Saved entries

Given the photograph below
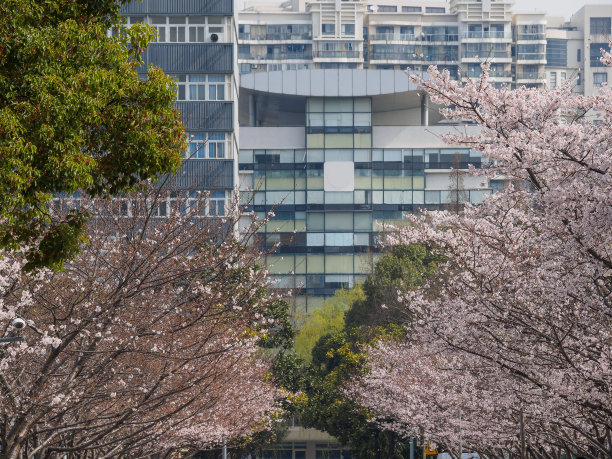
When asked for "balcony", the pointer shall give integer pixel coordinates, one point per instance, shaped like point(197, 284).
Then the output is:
point(531, 36)
point(207, 116)
point(208, 7)
point(530, 76)
point(486, 34)
point(496, 74)
point(289, 55)
point(275, 36)
point(486, 54)
point(531, 57)
point(337, 54)
point(393, 37)
point(190, 57)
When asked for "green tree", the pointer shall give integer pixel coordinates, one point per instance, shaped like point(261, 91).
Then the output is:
point(325, 320)
point(402, 269)
point(337, 359)
point(75, 117)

> Directions for this task: Set down a word-for-word copy of the records, dropping any picture.

> Exercise response:
Given the photograph below
When asked for "balcony", the pointer shall give integer pixel coordinates, one point per instance, shaped like point(197, 284).
Then the output is:
point(531, 36)
point(207, 116)
point(208, 7)
point(530, 76)
point(486, 34)
point(496, 74)
point(289, 55)
point(275, 36)
point(486, 54)
point(531, 57)
point(337, 54)
point(393, 37)
point(190, 57)
When asked for "green tree", the pointer shall give integer pixel coordinates, one point per instance, shaped like point(261, 91).
Then the output is:
point(325, 320)
point(402, 269)
point(337, 359)
point(75, 117)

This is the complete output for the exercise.